● **Provided passage**
- - - - - - -
As used herein an “anti-inflammatory antibody” is an antibody that can act as an anti-inflammatory agent in an animal, including a mammal such as a human, a canine, and/or a feline, particularly with respect to atopic dermatitis. In particular embodiments, the anti-inflammatory antibody binds to specific proteins in the IL-4/IL-13 signaling pathway, such as IL-4 or the receptor IL-4Rα. The binding of the anti-inflammatory antibody to its corresponding antigen (e.g., IL-4 or IL-4Rα) inhibits the binding of e.g., IL-4 with IL-4Rα, and interferes with and/or prevents the signaling of this pathway, thereby interfering with or preventing the chronic inflammation associated with atopic dermatitis.
“Homology”, as used herein, refers to sequence similarity between two polynucleotide sequences or between two polypeptide sequences when they are optimally aligned. When a position in both of the two compared sequences is occupied by the same base or amino acid residue, e.g., if a position in each of two DNA molecules is occupied by adenine, then the molecules are homologous at that position. The percent of homology is the number of homologous positions shared by the two sequences divided by the total number of positions compared ×100. For example, if 6 of 10 of the positions in two sequences are matched or homologous when the sequences are optimally aligned then the two sequences are 60% homologous. Generally, the comparison is made when two sequences are aligned to give maximum percent homology. Sequence identity refers to the degree to which the amino acids of two polypeptides are the same at equivalent positions when the two sequences are optimally aligned.
As used herein one amino acid sequence is 100% “identical” to a second amino acid sequence when the amino acid residues of both sequences are identical. Accordingly, an amino acid sequence is 50% “identical” to a second amino acid sequence when 50% of the amino acid residues of the two amino acid sequences are identical. The sequence comparison is performed over a contiguous block of amino acid residues comprised by a given protein, e.g., a protein, or a portion of the polypeptide being compared. In particular embodiments, selected deletions or insertions that could otherwise alter the correspondence between the two amino acid sequences are taken into account. Sequence similarity includes identical residues and nonidentical, biochemically related amino acids. Biochemically related amino acids that share similar properties and may be interchangeable.
- - - - - - -
● **Exercise description**
Write the next part of the text on anti-inflammatory antibodies and sequence homology, picking up after its final sentence. The material has no connection to the text on anti-inflammatory antibodies and sequence homology.
- - - - - - -
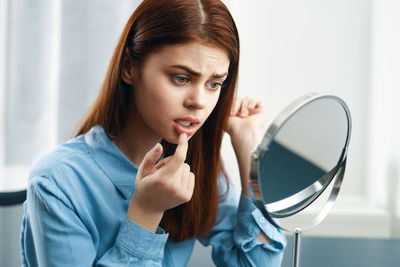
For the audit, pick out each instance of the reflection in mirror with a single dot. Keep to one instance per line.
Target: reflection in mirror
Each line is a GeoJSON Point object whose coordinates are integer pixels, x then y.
{"type": "Point", "coordinates": [300, 163]}
{"type": "Point", "coordinates": [306, 148]}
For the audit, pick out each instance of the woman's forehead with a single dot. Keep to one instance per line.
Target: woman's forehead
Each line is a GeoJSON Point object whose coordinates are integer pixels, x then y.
{"type": "Point", "coordinates": [198, 57]}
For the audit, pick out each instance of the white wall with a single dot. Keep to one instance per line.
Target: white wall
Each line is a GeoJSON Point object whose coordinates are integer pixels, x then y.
{"type": "Point", "coordinates": [349, 48]}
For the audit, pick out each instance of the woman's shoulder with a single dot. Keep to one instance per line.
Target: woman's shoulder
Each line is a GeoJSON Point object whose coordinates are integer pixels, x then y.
{"type": "Point", "coordinates": [61, 158]}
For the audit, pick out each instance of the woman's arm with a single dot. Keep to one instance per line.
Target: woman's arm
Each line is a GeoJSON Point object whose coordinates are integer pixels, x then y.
{"type": "Point", "coordinates": [247, 118]}
{"type": "Point", "coordinates": [234, 237]}
{"type": "Point", "coordinates": [53, 234]}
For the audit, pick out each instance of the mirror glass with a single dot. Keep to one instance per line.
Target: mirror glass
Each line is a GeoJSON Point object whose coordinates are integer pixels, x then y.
{"type": "Point", "coordinates": [300, 154]}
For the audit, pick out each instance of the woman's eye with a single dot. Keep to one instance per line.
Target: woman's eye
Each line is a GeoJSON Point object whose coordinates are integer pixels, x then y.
{"type": "Point", "coordinates": [214, 85]}
{"type": "Point", "coordinates": [180, 80]}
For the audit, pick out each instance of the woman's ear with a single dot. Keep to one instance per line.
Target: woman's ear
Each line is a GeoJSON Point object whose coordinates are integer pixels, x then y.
{"type": "Point", "coordinates": [128, 68]}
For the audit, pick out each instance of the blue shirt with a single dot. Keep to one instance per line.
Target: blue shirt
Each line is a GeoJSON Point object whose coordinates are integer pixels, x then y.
{"type": "Point", "coordinates": [75, 215]}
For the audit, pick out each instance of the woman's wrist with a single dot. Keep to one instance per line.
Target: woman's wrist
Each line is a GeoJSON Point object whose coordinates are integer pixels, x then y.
{"type": "Point", "coordinates": [146, 218]}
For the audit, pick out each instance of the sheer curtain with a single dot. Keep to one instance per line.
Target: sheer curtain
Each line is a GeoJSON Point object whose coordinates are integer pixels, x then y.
{"type": "Point", "coordinates": [54, 58]}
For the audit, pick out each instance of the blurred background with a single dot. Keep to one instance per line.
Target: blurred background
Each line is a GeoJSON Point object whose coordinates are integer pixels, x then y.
{"type": "Point", "coordinates": [54, 55]}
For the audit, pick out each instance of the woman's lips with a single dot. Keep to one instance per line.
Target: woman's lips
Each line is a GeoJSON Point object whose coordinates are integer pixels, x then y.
{"type": "Point", "coordinates": [189, 130]}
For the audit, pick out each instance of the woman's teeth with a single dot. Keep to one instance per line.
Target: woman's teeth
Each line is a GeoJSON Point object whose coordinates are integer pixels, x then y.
{"type": "Point", "coordinates": [185, 123]}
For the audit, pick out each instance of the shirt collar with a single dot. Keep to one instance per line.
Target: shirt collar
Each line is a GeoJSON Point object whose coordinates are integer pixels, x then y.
{"type": "Point", "coordinates": [117, 167]}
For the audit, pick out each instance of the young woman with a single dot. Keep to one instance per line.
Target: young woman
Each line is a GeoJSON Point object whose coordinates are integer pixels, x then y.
{"type": "Point", "coordinates": [143, 178]}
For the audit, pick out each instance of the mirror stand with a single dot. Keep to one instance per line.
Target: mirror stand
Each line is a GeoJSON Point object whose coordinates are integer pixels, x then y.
{"type": "Point", "coordinates": [303, 152]}
{"type": "Point", "coordinates": [296, 247]}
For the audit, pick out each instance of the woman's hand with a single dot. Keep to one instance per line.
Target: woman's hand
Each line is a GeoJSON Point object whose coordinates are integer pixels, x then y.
{"type": "Point", "coordinates": [247, 117]}
{"type": "Point", "coordinates": [161, 186]}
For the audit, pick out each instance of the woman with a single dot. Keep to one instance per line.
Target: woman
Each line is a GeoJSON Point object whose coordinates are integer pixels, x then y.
{"type": "Point", "coordinates": [115, 196]}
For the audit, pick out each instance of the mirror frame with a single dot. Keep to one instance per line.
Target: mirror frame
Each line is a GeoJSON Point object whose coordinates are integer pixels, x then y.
{"type": "Point", "coordinates": [287, 207]}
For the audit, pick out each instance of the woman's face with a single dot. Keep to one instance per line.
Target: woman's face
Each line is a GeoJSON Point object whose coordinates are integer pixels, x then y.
{"type": "Point", "coordinates": [177, 88]}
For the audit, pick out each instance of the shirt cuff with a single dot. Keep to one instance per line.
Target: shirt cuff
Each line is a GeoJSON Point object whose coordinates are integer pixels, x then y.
{"type": "Point", "coordinates": [251, 222]}
{"type": "Point", "coordinates": [141, 242]}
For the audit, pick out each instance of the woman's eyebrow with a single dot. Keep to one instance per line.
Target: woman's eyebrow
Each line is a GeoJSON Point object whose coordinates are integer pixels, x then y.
{"type": "Point", "coordinates": [197, 74]}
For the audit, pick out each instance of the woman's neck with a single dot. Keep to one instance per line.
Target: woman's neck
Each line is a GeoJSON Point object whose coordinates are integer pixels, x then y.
{"type": "Point", "coordinates": [134, 141]}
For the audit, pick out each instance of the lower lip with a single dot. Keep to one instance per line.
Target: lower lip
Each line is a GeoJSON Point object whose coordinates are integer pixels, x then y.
{"type": "Point", "coordinates": [188, 130]}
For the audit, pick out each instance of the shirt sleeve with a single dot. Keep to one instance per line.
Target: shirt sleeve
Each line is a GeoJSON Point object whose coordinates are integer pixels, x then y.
{"type": "Point", "coordinates": [54, 235]}
{"type": "Point", "coordinates": [234, 236]}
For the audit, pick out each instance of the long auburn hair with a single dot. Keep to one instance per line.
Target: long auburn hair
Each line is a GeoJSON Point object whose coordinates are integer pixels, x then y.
{"type": "Point", "coordinates": [154, 24]}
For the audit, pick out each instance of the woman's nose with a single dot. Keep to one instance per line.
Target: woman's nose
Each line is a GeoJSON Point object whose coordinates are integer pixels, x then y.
{"type": "Point", "coordinates": [196, 98]}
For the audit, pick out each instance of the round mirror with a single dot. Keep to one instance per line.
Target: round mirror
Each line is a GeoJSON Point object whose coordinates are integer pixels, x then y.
{"type": "Point", "coordinates": [302, 153]}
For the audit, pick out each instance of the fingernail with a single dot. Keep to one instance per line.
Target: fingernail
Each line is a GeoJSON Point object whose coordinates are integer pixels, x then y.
{"type": "Point", "coordinates": [156, 147]}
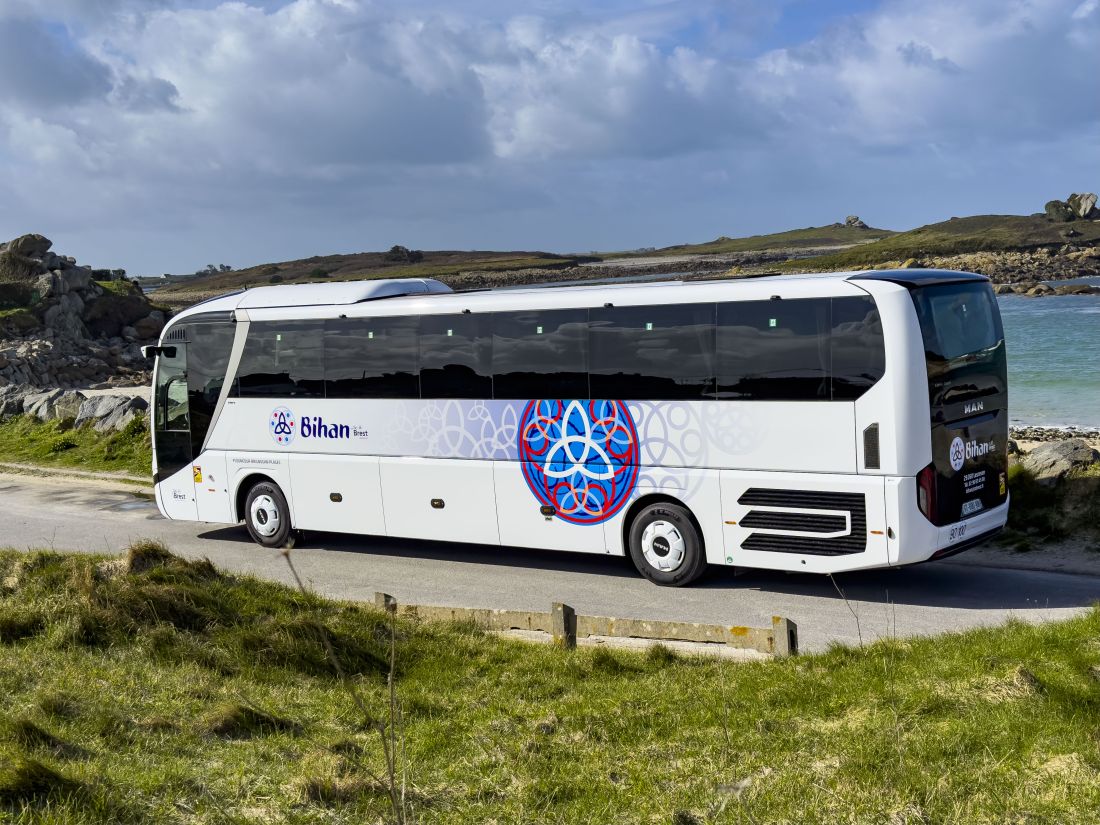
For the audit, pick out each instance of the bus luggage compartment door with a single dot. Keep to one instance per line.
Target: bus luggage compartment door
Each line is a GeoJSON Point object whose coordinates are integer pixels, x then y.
{"type": "Point", "coordinates": [526, 521]}
{"type": "Point", "coordinates": [811, 521]}
{"type": "Point", "coordinates": [337, 493]}
{"type": "Point", "coordinates": [449, 499]}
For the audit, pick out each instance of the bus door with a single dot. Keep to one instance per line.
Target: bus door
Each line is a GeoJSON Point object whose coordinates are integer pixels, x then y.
{"type": "Point", "coordinates": [172, 433]}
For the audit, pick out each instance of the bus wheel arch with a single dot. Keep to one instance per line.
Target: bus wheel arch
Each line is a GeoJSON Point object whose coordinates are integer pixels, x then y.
{"type": "Point", "coordinates": [242, 492]}
{"type": "Point", "coordinates": [664, 540]}
{"type": "Point", "coordinates": [267, 515]}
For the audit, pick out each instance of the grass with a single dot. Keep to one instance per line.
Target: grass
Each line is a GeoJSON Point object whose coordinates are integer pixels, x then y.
{"type": "Point", "coordinates": [194, 695]}
{"type": "Point", "coordinates": [24, 439]}
{"type": "Point", "coordinates": [956, 237]}
{"type": "Point", "coordinates": [1041, 513]}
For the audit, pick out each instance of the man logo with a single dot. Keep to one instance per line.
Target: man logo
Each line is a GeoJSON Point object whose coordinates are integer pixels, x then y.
{"type": "Point", "coordinates": [282, 426]}
{"type": "Point", "coordinates": [957, 453]}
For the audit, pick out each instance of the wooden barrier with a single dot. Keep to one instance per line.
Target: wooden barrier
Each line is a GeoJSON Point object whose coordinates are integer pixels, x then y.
{"type": "Point", "coordinates": [565, 626]}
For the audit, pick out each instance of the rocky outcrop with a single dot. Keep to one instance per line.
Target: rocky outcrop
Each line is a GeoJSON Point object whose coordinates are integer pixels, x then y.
{"type": "Point", "coordinates": [105, 411]}
{"type": "Point", "coordinates": [68, 326]}
{"type": "Point", "coordinates": [1078, 206]}
{"type": "Point", "coordinates": [1051, 462]}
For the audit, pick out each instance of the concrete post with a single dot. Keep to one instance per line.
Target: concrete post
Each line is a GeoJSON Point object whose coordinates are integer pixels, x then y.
{"type": "Point", "coordinates": [784, 637]}
{"type": "Point", "coordinates": [385, 602]}
{"type": "Point", "coordinates": [563, 625]}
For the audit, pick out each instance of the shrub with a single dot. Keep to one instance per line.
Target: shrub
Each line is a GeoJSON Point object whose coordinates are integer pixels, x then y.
{"type": "Point", "coordinates": [63, 443]}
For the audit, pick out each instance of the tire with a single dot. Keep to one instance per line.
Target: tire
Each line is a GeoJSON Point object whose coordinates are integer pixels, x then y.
{"type": "Point", "coordinates": [267, 516]}
{"type": "Point", "coordinates": [666, 546]}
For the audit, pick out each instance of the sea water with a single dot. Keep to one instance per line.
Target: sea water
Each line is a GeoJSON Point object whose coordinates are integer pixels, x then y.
{"type": "Point", "coordinates": [1054, 359]}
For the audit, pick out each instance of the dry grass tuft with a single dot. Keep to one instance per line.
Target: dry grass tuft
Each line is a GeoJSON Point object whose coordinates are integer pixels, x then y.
{"type": "Point", "coordinates": [340, 790]}
{"type": "Point", "coordinates": [18, 624]}
{"type": "Point", "coordinates": [239, 721]}
{"type": "Point", "coordinates": [32, 736]}
{"type": "Point", "coordinates": [24, 781]}
{"type": "Point", "coordinates": [145, 554]}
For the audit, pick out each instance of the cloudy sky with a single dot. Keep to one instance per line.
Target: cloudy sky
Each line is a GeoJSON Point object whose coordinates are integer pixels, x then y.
{"type": "Point", "coordinates": [162, 135]}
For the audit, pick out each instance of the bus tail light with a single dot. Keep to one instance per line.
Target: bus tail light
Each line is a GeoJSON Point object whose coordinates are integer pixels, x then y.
{"type": "Point", "coordinates": [926, 492]}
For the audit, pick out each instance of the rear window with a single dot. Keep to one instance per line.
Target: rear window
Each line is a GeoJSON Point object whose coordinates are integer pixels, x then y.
{"type": "Point", "coordinates": [957, 319]}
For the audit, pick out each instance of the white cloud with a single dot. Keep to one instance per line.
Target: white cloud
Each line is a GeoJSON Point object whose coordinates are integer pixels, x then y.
{"type": "Point", "coordinates": [354, 117]}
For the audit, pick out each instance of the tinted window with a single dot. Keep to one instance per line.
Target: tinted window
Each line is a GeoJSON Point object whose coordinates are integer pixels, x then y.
{"type": "Point", "coordinates": [857, 345]}
{"type": "Point", "coordinates": [957, 319]}
{"type": "Point", "coordinates": [774, 350]}
{"type": "Point", "coordinates": [454, 356]}
{"type": "Point", "coordinates": [653, 352]}
{"type": "Point", "coordinates": [283, 360]}
{"type": "Point", "coordinates": [371, 358]}
{"type": "Point", "coordinates": [540, 354]}
{"type": "Point", "coordinates": [207, 361]}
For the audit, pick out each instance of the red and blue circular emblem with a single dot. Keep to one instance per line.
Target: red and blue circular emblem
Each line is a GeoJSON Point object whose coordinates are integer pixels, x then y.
{"type": "Point", "coordinates": [282, 426]}
{"type": "Point", "coordinates": [579, 457]}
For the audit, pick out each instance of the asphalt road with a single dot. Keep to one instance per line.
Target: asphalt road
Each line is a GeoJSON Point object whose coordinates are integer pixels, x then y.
{"type": "Point", "coordinates": [927, 598]}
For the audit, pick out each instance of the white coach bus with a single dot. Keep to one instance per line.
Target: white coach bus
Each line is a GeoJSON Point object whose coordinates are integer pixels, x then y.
{"type": "Point", "coordinates": [821, 422]}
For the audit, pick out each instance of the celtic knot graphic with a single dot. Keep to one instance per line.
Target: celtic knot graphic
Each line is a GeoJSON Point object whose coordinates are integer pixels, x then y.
{"type": "Point", "coordinates": [581, 458]}
{"type": "Point", "coordinates": [282, 426]}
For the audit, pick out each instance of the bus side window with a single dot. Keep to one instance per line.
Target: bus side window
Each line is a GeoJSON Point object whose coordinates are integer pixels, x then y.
{"type": "Point", "coordinates": [858, 349]}
{"type": "Point", "coordinates": [540, 354]}
{"type": "Point", "coordinates": [283, 360]}
{"type": "Point", "coordinates": [454, 356]}
{"type": "Point", "coordinates": [655, 352]}
{"type": "Point", "coordinates": [774, 350]}
{"type": "Point", "coordinates": [371, 358]}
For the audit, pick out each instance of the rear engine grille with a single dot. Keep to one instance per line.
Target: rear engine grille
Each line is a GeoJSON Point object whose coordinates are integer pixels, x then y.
{"type": "Point", "coordinates": [793, 517]}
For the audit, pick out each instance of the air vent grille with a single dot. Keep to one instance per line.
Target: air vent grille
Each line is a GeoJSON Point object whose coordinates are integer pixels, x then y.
{"type": "Point", "coordinates": [794, 518]}
{"type": "Point", "coordinates": [871, 448]}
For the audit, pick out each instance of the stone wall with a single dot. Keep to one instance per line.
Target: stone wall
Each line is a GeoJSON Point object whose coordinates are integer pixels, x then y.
{"type": "Point", "coordinates": [108, 411]}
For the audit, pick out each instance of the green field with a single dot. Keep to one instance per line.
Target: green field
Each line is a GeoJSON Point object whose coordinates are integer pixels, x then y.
- - - - - - -
● **Result for this task**
“Conservatively modified variants” or “conservative substitution” refers to substitutions of amino acids in a protein with other amino acids having similar characteristics (e.g. charge, side-chain size, hydrophobicity/hydrophilicity, backbone conformation and rigidity, etc.), such that the changes can frequently be made without altering the biological activity of the protein. Those of skill in this art recognize that, in general, single amino acid substitutions in non-essential regions of a polypeptide do not substantially alter biological activity [see, e.g., Watson et al., Molecular Biology of the Gene, The Benjamin/Cummings Pub. Co., p. 224 (4th Ed.; 1987)]. In addition, substitutions of structurally or functionally similar amino acids are less likely to disrupt biological activity. Exemplary conservative substitutions are set forth in Table A directly below.
Function-conservative variants of the antibodies of the invention are also contemplated by the present invention. “Function-conservative variants,” as used herein, refers to antibodies or fragments in which one or more amino acid residues have been changed without altering a desired property, such an antigen affinity and/or specificity. Such variants include, but are not limited to, replacement of an amino acid with one having similar properties, such as the conservative amino acid substitutions of Table A above.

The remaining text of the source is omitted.